[TEXTE DU DOCUMENT]
---
Dossiers : A-287-20 (dossier principal)

A-82-21

Référence : 2022 CAF 221

[TRADUCTION FRANÇAISE]

CORAM :

LE JUGE DE MONTIGNY

LE JUGE LOCKE

LE JUGE LEBLANC

 

 

ENTRE :

BRIAN SMITH et MICHELLE SMITH

appelants

et

LE PROCUREUR GÉNÉRAL DU CANADA

intimé

Audience tenue par vidéoconférence organisée par le greffe, le 14 décembre 2022.

Jugement rendu à Ottawa (Ontario), le 20 décembre 2022.

MOTIFS DU JUGEMENT :

LE JUGE LOCKE

Y ONT SOUSCRIT :

LE JUGE DE MONTIGNY

LE JUGE LEBLANC

 


Date : 20221220


Dossiers : A-287-20 (dossier principal)

A-82-21

Référence : 2022 CAF 221

CORAM :

LE JUGE DE MONTIGNY

LE JUGE LOCKE

LE JUGE LEBLANC

 

 

ENTRE :

BRIAN SMITH et MICHELLE SMITH

appelants

et

LE PROCUREUR GÉNÉRAL DU CANADA

intimé

MOTIFS DU JUGEMENT

LE JUGE LOCKE

I. Contexte

[1] Il s’agit d’un appel d’une décision de la Cour fédérale (la juge Glennys L. McVeigh, 2020 CF 996), qui a rejeté les demandes de contrôle judiciaire des appelants (les époux Brian et Michelle Smith) concernant deux décisions de Service Canada. Les décisions de Service Canada portaient sur les efforts des appelants pour obtenir certaines prestations en vertu de la Loi sur la sécurité de la vieillesse, L.R.C. (1985), ch. O-9 (la Loi), qui ont été perdues en raison de la date à laquelle elles ont été demandées. Plus précisément, alors que M. Smith a demandé une prestation de la sécurité de la vieillesse (SV) le 29 mars 2017 qui a été versée rétroactivement à partir du mois d’avril 2016 (le montant maximal autorisé de 11 mois), les demandes connexes des appelants pour le supplément de revenu garanti (SRG) et les prestations d’allocation de la SV n’ont été déposées que le 2 août 2017. Dans un premier temps, ces prestations ont été accordées et versées rétroactivement à partir de septembre 2016 (pareillement, le montant maximal autorisé de 11 mois).

[2] Insatisfaits de la perte des prestations du SRG et des prestations d’allocation pour la période allant d’avril 2016 (date de début de la prestation de la SV) à septembre 2016, et estimant que cette perte était le résultat d’un avis erroné ou d’une erreur administrative dans l’application de la Loi, les appelants ont alors chacun demandé l’application de l’article 32 de la Loi pour remédier à la situation. Cet article est rédigé comme suit :

32 S’il est convaincu qu’une personne s’est vu refuser tout ou partie d’une prestation à laquelle elle avait droit par suite d’un avis erroné ou d’une erreur administrative survenus dans le cadre de la présente loi, le ministre prend les mesures qu’il juge de nature à replacer l’intéressé dans la situation où il serait s’il n’y avait pas eu faute de l’administration.
---
[ENTRÉES DE DONNÉES]

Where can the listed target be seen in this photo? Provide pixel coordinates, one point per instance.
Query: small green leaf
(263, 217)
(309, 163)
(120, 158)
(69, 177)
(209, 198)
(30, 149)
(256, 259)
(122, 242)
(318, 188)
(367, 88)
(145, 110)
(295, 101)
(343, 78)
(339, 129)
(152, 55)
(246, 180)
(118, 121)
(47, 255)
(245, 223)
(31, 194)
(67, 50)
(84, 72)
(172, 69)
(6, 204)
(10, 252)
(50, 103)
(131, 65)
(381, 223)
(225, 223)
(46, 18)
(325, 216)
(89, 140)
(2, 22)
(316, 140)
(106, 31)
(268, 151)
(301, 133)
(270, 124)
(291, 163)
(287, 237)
---
[TRAVAIL À EFFECTUER]
Mettez à jour le passage de l'arrêt qui va de « 32 S’il est » jusqu'à « faute de l’administration. », en y remplaçant « le ministre » par « la ministre ». Seul l'arrêt doit servir de source.

[RÉPONSE]
32 S’il est convaincu qu’une personne s’est vu refuser tout ou partie d’une prestation à laquelle elle avait droit par suite d’un avis erroné ou d’une erreur administrative survenus dans le cadre de la présente loi, la ministre prend les mesures qu’il juge de nature à replacer l’intéressé dans la situation où il serait s’il n’y avait pas eu faute de l’administration.